Problem requirements:
Format the rows below as a JSON list of strings, with one string for each line and no blank lines.

*** Information provided ***

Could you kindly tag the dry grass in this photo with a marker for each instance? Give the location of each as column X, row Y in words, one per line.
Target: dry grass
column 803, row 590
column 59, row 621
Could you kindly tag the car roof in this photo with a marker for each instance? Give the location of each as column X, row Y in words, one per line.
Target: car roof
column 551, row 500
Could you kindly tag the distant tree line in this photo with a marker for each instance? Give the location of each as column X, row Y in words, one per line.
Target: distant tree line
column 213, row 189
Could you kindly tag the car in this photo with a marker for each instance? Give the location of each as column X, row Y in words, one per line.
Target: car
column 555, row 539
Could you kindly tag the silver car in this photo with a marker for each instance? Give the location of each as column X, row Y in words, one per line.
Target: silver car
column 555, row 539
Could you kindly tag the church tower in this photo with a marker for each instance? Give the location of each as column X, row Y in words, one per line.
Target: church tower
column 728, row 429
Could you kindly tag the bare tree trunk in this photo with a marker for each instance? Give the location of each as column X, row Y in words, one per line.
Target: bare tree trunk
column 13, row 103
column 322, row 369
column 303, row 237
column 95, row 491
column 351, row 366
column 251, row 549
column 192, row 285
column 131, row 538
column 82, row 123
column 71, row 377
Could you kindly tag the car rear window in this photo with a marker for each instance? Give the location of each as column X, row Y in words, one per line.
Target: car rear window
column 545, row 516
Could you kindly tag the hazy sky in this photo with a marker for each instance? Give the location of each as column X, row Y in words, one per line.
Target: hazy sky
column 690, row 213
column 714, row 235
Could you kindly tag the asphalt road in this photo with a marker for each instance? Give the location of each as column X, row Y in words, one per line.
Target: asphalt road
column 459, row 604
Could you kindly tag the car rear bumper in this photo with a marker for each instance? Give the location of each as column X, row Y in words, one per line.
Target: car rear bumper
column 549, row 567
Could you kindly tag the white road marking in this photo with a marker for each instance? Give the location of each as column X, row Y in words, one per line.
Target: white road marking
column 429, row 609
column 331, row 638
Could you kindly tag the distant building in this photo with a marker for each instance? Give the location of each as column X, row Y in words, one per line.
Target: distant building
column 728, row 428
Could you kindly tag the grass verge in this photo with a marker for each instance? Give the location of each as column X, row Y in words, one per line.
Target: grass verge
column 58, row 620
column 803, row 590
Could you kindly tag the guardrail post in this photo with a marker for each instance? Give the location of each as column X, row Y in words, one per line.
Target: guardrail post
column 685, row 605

***

Expected output:
[
  "Could you kindly tag the dry grass in this photo with a marker for each instance? Give the location of each as column X, row Y in words, one per line.",
  "Target: dry grass",
  "column 803, row 590",
  "column 59, row 621",
  "Could you kindly tag the car roof in this photo with a marker for each instance? Give the location of each as column X, row Y in words, one per line.",
  "Target: car roof",
  "column 551, row 500",
  "Could you kindly tag the distant tree line in this photo with a marker for each instance? Give the location of each as column X, row Y in words, one per line.",
  "Target: distant tree line",
  "column 213, row 189",
  "Could you kindly tag the car in this photo with a marker for each instance? Give the location of each as column X, row Y in words, one per line.",
  "Target: car",
  "column 555, row 539",
  "Could you kindly tag the silver car in this photo with a marker for each instance? Give the location of each as column X, row Y in words, one per line.",
  "Target: silver car",
  "column 555, row 539",
  "Could you kindly tag the church tower in this photo with a marker for each instance? Give the location of each as column X, row Y in words, one per line.",
  "Target: church tower",
  "column 728, row 429",
  "Could you kindly tag the bare tree trunk in this photo with a marker for each instance? Give the location of each as column X, row Y in words, one per line.",
  "Target: bare tree trunk",
  "column 13, row 103",
  "column 322, row 369",
  "column 303, row 237",
  "column 95, row 491",
  "column 351, row 366",
  "column 251, row 549",
  "column 192, row 285",
  "column 131, row 538",
  "column 82, row 123",
  "column 71, row 377",
  "Could you kindly tag the car rear window in this photo with a marker for each instance? Give the location of each as column X, row Y in words, one per line.",
  "Target: car rear window",
  "column 545, row 516",
  "Could you kindly tag the hazy sky in this photo with a marker for each instance? Give the location of each as column X, row Y in words, one per line.",
  "Target: hazy sky",
  "column 690, row 213",
  "column 714, row 235",
  "Could you kindly tag the asphalt road in this photo with a marker for each instance? Give the location of each as column X, row Y in words, one per line.",
  "Target: asphalt road",
  "column 459, row 604",
  "Could you kindly tag the car rear bumper in this photo with a marker for each instance? Give the location of each as column X, row Y in words, one per line.",
  "Target: car rear bumper",
  "column 549, row 567",
  "Could you kindly tag the white road marking in this photo with a marker for each instance? Give the location of each as column X, row Y in words, one per line.",
  "Target: white road marking",
  "column 429, row 609",
  "column 331, row 638",
  "Could you kindly tag the distant building in this photo with a marker for each instance? Give the location of each as column X, row Y in words, one per line.",
  "Target: distant building",
  "column 728, row 428",
  "Could you kindly tag the grass verge in this photo with a marker for each instance? Give the location of each as column X, row Y in words, one per line.",
  "Target: grass verge",
  "column 58, row 620",
  "column 803, row 590",
  "Could you kindly tag the guardrail post in this photo with a marker for each instance? Give the location of each as column X, row Y in words, one per line.",
  "Target: guardrail post",
  "column 685, row 605"
]